▸ Exercise prompt: Can you format the rows, from the very first line through the line containing "112;61;137;87" with both included, as a numbered list with the blank lines left out?

------ Excerpted data ------

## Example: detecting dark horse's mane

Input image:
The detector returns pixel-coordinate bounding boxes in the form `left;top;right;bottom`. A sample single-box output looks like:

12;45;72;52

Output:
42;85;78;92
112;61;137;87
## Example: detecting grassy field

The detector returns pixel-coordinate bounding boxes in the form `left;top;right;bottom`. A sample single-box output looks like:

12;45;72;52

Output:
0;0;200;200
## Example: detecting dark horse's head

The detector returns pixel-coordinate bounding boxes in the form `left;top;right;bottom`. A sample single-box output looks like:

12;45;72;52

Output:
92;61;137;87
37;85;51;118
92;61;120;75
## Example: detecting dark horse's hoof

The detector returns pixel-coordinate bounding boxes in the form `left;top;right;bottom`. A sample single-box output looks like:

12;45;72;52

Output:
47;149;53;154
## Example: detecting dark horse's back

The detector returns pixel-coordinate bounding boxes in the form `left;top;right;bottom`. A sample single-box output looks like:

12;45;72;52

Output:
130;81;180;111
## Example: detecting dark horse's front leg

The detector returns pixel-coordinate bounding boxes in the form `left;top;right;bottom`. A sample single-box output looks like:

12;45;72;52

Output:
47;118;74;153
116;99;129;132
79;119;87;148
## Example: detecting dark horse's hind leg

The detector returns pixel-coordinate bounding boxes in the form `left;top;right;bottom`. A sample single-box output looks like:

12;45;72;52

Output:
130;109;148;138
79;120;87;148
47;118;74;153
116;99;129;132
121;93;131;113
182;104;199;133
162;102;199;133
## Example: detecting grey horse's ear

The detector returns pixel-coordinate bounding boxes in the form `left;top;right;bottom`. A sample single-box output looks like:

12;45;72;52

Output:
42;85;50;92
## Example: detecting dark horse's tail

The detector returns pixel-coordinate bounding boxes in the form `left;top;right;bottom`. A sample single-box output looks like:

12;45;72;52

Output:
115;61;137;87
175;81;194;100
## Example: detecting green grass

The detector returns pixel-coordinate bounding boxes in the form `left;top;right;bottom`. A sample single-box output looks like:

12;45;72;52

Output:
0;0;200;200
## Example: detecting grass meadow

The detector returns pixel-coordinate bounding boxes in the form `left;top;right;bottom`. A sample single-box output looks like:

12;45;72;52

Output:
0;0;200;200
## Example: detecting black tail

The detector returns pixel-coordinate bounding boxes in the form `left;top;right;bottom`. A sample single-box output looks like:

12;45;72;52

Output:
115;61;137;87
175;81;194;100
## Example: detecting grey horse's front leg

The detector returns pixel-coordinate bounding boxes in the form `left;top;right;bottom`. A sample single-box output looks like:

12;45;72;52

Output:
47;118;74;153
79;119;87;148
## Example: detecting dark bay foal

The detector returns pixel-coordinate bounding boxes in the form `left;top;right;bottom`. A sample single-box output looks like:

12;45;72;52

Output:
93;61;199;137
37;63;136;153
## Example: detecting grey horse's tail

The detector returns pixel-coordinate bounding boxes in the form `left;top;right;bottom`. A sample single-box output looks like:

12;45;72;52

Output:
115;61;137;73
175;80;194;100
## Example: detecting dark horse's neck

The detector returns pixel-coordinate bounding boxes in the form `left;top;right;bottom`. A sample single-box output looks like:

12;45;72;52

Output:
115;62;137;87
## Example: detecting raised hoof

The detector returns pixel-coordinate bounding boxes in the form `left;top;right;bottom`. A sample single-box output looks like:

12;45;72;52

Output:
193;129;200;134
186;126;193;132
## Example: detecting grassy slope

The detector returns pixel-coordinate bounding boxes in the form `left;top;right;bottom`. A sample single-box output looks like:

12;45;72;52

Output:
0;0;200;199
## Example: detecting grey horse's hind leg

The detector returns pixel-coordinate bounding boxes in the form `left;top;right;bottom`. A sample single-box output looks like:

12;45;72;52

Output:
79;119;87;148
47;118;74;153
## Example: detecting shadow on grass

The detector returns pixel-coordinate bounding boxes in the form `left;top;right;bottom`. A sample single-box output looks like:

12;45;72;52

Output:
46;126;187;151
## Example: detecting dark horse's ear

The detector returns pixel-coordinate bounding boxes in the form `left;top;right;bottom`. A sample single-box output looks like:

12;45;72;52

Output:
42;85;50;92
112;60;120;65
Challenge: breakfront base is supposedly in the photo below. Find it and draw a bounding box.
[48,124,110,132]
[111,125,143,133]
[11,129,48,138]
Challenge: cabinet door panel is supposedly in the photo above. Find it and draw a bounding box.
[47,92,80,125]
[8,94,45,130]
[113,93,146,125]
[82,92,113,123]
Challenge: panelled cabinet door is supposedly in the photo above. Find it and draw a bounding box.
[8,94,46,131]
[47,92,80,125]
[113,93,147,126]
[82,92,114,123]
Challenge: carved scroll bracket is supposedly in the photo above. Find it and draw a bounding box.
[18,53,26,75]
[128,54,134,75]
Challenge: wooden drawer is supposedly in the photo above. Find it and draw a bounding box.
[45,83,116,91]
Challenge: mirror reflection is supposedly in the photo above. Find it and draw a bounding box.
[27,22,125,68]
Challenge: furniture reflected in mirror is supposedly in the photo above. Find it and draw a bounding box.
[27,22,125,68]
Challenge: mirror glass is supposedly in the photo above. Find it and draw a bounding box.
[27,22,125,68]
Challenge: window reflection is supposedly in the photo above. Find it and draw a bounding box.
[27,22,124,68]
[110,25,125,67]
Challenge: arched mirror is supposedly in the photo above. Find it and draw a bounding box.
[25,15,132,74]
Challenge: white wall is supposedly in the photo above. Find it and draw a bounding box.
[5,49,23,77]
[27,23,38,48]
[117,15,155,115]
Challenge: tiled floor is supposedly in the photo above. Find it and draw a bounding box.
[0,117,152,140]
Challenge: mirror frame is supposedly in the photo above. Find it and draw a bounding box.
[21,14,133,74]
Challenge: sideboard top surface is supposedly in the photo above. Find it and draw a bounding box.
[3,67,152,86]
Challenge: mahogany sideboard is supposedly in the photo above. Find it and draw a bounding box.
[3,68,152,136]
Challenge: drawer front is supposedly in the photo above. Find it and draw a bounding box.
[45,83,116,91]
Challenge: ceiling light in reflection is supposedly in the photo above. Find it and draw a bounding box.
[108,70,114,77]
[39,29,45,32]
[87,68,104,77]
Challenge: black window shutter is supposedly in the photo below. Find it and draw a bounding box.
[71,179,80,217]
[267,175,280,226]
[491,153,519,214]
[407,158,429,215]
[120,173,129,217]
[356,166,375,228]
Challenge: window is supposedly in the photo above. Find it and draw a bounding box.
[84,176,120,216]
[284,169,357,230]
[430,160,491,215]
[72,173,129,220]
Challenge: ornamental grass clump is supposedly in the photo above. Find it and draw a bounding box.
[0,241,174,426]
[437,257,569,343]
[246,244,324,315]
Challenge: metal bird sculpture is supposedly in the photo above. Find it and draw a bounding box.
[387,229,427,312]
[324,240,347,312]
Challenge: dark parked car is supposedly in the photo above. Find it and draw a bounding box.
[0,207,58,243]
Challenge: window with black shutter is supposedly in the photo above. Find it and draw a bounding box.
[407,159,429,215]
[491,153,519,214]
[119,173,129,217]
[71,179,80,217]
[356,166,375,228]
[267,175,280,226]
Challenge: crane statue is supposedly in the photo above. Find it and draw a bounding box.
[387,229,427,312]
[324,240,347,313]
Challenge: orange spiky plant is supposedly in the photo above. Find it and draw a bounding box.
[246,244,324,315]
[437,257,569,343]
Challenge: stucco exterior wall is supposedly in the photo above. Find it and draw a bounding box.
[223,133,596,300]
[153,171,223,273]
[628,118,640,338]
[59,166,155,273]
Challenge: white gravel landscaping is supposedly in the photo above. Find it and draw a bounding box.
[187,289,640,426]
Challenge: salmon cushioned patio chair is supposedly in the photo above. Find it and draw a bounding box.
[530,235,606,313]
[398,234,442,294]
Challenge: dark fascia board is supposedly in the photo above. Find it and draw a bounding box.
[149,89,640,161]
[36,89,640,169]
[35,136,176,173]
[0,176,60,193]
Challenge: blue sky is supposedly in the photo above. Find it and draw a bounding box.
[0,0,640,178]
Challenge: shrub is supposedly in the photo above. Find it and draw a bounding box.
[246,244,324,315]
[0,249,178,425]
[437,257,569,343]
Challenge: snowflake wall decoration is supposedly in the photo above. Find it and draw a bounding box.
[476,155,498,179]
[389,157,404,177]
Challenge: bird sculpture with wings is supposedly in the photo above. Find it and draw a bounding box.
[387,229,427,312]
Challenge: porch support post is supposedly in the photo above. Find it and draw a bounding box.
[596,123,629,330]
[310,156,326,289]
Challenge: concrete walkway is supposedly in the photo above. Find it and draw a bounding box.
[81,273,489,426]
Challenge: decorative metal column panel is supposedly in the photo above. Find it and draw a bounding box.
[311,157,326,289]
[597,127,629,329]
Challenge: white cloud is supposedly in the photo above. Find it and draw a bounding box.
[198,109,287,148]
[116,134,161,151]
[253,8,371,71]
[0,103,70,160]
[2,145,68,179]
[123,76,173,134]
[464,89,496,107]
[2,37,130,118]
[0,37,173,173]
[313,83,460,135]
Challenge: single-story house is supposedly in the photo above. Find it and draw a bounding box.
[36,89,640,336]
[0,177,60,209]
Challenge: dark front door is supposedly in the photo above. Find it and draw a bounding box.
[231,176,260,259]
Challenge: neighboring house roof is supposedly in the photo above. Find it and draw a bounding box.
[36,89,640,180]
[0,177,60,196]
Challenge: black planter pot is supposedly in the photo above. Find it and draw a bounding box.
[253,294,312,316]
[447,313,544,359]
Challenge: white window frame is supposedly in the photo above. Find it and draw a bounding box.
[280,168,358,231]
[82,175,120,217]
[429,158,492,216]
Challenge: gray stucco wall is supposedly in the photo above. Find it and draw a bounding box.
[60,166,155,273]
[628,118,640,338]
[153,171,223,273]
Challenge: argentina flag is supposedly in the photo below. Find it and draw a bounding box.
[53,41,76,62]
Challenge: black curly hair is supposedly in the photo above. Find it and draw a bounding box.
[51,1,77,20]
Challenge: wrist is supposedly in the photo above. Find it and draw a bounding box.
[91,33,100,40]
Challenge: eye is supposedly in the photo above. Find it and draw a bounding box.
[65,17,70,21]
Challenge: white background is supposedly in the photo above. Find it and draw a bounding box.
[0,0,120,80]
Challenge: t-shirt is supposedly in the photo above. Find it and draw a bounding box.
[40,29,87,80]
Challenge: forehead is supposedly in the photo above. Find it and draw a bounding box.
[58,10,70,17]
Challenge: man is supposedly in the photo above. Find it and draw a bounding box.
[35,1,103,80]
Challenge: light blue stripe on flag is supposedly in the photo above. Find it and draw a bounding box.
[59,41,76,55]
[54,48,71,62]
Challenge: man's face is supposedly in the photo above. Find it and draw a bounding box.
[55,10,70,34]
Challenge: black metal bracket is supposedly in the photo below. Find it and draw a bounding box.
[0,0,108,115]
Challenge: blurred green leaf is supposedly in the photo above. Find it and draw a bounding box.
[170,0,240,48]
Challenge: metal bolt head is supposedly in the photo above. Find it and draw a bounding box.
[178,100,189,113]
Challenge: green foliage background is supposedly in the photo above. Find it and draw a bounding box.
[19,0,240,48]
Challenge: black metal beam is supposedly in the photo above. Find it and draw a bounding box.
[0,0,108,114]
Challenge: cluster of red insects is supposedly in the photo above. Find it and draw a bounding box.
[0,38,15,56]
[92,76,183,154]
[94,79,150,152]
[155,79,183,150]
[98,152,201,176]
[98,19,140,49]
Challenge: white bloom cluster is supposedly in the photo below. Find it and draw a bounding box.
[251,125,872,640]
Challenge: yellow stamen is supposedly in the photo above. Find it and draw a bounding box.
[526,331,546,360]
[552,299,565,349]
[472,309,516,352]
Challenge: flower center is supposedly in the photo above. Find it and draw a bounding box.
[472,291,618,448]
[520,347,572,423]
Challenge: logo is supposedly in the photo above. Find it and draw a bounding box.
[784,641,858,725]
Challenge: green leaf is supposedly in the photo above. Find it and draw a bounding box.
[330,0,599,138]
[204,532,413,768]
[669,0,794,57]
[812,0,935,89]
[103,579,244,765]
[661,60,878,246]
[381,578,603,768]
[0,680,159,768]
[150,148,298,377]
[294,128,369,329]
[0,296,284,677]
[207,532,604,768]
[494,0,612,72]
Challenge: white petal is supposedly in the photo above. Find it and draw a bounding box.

------

▸ Written reply:
1. ## Example: detecting dark horse's mane
2. Input image:
3. The detector returns pixel-coordinate bounding boxes in the form `left;top;right;bottom`. A sample single-box output looks like:
4. 12;45;72;52
5. Output:
6. 42;85;78;92
7. 112;61;137;87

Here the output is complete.